[BEGIN Data entries]

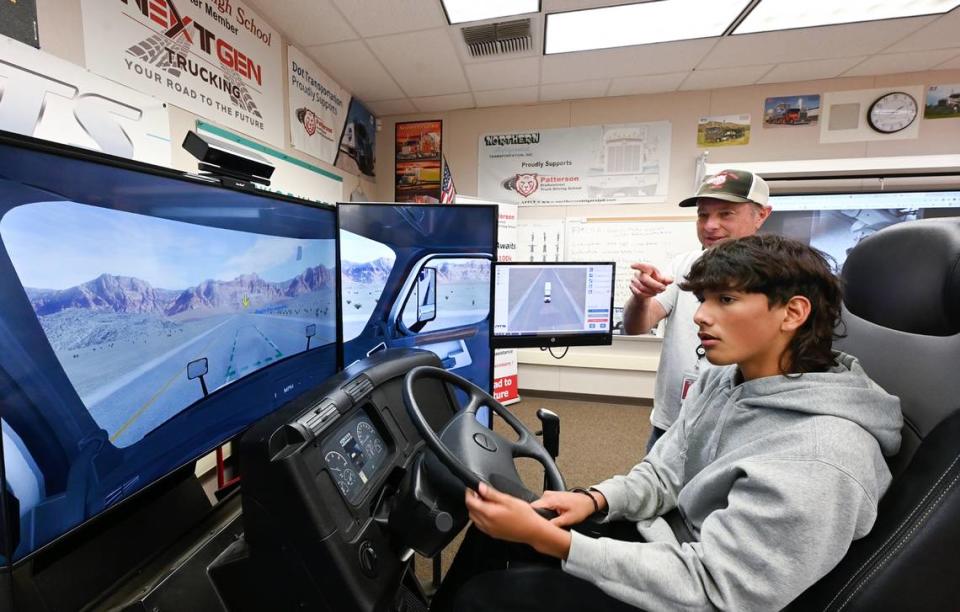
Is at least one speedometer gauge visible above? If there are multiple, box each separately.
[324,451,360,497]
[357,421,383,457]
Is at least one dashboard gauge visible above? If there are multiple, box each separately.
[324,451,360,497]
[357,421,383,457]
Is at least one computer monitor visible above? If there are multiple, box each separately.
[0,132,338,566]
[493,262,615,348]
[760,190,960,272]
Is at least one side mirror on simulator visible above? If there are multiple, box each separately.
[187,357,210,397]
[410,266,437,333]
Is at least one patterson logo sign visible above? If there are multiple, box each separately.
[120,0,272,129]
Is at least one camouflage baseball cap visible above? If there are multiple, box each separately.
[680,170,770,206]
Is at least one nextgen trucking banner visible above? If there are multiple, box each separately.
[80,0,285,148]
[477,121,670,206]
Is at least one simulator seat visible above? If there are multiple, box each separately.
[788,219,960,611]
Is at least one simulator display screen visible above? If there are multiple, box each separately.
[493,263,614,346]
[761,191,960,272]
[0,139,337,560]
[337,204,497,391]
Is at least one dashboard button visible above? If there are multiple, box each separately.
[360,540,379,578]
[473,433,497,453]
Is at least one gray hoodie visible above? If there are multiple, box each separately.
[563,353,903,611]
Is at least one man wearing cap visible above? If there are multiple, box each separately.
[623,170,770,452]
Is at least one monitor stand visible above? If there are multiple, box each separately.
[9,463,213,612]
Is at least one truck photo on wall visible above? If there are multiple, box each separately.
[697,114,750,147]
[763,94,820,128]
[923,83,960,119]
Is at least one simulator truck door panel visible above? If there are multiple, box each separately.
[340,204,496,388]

[END Data entries]
[BEGIN Data entries]

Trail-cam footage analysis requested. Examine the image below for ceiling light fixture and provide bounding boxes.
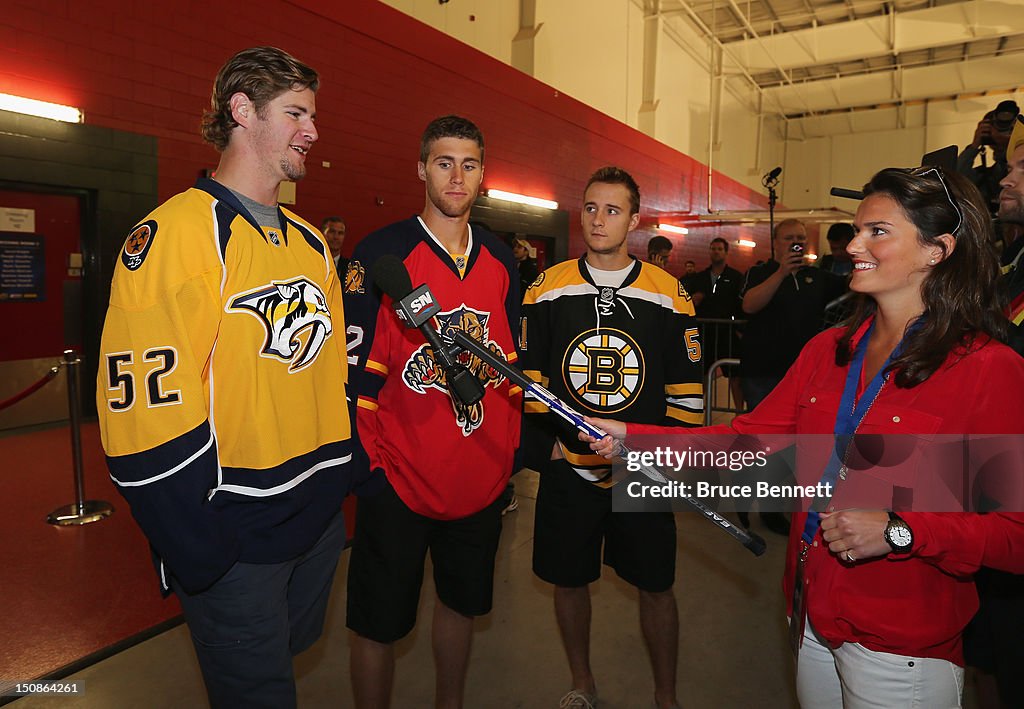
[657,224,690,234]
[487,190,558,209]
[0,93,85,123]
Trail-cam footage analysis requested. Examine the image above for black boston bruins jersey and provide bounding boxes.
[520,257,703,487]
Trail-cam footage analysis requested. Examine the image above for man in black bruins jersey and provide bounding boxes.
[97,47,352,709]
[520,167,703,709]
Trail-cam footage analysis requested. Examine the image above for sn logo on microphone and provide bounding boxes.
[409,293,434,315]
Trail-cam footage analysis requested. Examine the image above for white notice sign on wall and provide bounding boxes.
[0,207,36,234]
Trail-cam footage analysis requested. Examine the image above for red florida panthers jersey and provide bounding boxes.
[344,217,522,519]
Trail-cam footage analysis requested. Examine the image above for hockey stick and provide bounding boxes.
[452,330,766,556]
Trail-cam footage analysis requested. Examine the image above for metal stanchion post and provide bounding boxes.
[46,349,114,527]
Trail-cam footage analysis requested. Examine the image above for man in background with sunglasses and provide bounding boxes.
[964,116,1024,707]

[END Data entries]
[BEGIN Data entries]

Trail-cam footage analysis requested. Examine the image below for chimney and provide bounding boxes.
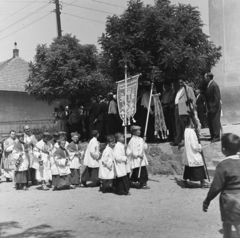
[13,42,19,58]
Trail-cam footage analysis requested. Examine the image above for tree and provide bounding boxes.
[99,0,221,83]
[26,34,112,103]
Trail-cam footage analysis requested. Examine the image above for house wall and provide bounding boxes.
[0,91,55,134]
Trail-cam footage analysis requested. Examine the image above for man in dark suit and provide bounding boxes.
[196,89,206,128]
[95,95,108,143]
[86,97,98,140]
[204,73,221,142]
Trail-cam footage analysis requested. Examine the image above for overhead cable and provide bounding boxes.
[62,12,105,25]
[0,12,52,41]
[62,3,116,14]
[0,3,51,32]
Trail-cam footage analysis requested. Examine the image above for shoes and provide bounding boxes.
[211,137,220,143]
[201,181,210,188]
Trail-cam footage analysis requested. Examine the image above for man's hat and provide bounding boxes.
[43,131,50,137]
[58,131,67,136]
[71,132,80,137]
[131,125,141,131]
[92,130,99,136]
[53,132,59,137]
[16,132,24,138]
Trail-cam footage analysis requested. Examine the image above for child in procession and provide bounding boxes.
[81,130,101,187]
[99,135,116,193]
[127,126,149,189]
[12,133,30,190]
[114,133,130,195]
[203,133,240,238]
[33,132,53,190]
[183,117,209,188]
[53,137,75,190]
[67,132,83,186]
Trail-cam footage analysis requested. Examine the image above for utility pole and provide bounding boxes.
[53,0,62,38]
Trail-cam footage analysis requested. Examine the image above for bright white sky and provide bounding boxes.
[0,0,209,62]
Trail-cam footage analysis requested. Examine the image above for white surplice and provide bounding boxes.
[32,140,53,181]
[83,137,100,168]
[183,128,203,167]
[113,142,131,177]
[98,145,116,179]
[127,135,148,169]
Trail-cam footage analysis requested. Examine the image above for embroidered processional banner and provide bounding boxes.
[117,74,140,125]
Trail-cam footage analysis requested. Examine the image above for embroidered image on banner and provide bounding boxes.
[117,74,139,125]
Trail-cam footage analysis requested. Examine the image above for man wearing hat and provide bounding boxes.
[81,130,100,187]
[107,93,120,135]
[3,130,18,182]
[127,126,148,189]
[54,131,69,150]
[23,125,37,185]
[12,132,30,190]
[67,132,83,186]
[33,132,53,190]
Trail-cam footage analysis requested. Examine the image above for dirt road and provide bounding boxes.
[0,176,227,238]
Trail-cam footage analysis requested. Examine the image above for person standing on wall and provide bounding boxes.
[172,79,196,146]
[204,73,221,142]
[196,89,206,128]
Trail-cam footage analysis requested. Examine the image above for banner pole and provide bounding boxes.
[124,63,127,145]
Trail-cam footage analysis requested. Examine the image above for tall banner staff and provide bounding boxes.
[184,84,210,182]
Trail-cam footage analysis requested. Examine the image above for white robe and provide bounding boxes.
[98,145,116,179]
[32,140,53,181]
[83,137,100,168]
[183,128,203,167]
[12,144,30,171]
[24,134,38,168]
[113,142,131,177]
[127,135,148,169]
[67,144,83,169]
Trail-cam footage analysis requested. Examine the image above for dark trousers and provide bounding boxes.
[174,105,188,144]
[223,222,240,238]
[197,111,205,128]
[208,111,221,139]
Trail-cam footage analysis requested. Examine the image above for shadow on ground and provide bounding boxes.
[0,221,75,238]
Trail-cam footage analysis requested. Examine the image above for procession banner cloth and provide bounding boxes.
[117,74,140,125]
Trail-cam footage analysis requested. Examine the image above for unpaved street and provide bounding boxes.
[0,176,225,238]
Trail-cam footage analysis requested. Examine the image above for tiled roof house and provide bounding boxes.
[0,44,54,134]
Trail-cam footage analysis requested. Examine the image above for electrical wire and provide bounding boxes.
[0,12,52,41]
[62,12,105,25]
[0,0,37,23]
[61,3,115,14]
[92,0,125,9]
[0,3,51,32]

[END Data entries]

• _Problem description_:
Update the listing from the line with "Is at least one speedometer" up to and including the line with "[788,219,960,611]" by putting "training simulator" wherever "simulator" appears, and leave everything else unchanged. Give back only those lines.

• _Answer in full_:
Is at least one speedometer gauge visible above? If there are multiple, box each separately.
[324,451,360,497]
[357,421,383,457]
Is at least one dashboard gauge visible above? If there are multiple, box each separately.
[324,451,360,497]
[357,421,383,457]
Is at least one computer monitor visible above? If there are multiple, box each separately.
[0,132,338,566]
[493,262,615,348]
[760,190,960,272]
Is at least one side mirror on training simulator visible above? If there are multiple, box each separately.
[187,357,210,397]
[410,266,437,333]
Is at least one patterson logo sign visible above? If there are multiple, box each separately.
[120,0,272,129]
Is at least one camouflage baseball cap visible above? If there are multiple, box each separately.
[680,170,770,206]
Is at least one nextgen trucking banner visible above? If there are multiple, box each separately.
[80,0,285,148]
[477,121,670,206]
Is at least one training simulator seat visible above? If there are multiple, box each separately.
[788,219,960,611]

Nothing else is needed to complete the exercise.